* WHAT THE TASK REQUIRES:
Identify each line in the records below that contains the word "palm" and copy those lines out. Upper and lower case must match.

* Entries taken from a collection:
________

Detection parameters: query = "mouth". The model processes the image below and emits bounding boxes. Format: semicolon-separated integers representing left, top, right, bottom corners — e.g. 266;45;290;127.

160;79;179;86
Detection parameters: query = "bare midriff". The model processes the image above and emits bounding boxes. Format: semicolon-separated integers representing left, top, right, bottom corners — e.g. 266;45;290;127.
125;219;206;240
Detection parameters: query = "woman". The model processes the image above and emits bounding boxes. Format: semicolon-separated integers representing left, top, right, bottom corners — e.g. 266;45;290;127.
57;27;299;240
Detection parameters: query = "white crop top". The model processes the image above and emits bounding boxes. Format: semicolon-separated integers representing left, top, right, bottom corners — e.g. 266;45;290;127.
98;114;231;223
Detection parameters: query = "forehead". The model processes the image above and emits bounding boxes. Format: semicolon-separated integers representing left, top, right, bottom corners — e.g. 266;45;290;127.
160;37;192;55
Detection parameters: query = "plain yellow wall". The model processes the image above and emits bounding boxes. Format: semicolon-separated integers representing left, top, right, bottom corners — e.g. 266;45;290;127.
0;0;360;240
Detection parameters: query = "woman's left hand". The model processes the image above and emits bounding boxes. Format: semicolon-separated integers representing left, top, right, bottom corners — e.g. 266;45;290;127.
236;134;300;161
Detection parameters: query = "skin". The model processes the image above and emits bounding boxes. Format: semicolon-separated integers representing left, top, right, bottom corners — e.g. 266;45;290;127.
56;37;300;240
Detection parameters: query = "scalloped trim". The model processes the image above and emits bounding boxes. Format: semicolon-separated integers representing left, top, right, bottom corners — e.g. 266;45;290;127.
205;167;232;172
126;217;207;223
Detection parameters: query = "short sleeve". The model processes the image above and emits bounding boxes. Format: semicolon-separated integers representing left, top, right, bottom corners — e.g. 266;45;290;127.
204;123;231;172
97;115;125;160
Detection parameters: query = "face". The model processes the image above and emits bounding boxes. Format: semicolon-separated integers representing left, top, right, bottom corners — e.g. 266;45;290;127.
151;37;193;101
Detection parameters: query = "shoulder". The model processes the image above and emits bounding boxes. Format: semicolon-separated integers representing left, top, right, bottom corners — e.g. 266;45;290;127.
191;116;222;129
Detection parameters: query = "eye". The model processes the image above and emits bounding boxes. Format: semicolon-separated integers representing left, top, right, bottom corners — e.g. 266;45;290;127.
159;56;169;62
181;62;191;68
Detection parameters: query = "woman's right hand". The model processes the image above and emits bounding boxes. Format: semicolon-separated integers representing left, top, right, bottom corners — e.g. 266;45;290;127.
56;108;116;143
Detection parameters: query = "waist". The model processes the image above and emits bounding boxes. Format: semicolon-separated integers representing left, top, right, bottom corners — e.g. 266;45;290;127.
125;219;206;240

________

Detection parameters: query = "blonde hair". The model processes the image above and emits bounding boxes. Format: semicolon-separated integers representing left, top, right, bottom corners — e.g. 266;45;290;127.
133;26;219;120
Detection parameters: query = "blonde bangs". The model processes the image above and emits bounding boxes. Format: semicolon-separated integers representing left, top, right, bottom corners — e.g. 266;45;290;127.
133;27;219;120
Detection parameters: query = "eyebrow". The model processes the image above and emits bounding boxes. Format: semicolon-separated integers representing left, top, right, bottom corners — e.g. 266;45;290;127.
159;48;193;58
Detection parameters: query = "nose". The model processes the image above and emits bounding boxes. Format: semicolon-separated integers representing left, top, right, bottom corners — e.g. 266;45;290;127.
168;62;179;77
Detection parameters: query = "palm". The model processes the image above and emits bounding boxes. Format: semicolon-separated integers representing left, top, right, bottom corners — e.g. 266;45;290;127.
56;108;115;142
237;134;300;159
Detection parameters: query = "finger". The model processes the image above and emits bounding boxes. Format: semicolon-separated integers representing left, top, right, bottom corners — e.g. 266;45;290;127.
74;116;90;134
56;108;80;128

________

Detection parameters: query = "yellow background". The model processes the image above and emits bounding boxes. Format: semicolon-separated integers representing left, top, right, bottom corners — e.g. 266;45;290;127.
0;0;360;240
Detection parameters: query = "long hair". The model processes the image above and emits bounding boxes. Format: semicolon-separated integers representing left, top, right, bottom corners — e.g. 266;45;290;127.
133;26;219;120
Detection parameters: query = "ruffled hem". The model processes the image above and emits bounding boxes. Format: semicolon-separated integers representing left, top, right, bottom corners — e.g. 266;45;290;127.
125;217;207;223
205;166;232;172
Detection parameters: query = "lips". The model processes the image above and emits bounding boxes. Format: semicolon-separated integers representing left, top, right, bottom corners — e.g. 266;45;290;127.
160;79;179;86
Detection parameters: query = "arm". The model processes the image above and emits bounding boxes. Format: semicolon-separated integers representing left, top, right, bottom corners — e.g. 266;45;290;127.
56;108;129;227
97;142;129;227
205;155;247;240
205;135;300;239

________

* REPLY:
Detection parameters: query = "palm". The model processes the image above and emits bounding boxes. Format: semicolon-separated integers representing left, top, right, bottom corners — e.g. 266;45;290;127.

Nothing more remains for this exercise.